Task item
Extract from the entries below, exactly as given, only the lines from the line containing "hey so can you find the chain-link" to the line containing "hey so can you find the white", both lines included.
***** Data for review *****
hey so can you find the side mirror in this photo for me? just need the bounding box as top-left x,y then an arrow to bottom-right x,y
*****
***** Data for review *****
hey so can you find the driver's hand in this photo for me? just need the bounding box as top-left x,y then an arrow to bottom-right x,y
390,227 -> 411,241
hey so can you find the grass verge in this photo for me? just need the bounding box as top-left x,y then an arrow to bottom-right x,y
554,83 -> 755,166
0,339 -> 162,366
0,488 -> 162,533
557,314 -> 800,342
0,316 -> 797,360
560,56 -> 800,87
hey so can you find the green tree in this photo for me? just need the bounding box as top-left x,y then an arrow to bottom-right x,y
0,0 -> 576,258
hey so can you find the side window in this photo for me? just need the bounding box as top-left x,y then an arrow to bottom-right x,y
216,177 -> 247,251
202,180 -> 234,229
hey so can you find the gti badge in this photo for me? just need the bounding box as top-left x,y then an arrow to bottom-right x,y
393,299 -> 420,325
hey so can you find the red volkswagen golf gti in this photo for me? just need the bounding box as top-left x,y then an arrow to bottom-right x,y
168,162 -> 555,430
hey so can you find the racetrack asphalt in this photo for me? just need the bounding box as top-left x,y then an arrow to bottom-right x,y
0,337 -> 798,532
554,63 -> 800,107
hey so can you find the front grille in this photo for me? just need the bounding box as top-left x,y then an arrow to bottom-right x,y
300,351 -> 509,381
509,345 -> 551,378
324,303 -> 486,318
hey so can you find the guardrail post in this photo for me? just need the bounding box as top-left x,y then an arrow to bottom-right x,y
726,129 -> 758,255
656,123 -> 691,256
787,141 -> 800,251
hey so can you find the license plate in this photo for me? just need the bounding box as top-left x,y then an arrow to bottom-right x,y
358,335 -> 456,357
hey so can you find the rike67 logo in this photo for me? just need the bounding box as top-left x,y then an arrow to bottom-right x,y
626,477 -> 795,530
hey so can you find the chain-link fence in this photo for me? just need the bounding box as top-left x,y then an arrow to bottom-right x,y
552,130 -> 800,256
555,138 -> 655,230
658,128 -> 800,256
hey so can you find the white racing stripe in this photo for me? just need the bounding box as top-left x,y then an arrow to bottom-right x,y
*****
Solved problem
hey so can you find the chain-link fence in this photo for me? just need the bounding box as top-left x,y then an arrow to bottom-right x,y
552,130 -> 800,256
555,138 -> 655,230
658,128 -> 800,256
hey so can you find the white racing stripe in this photo for me? just need the bounding box as top-left x,y then an arrow to bottom-right x,y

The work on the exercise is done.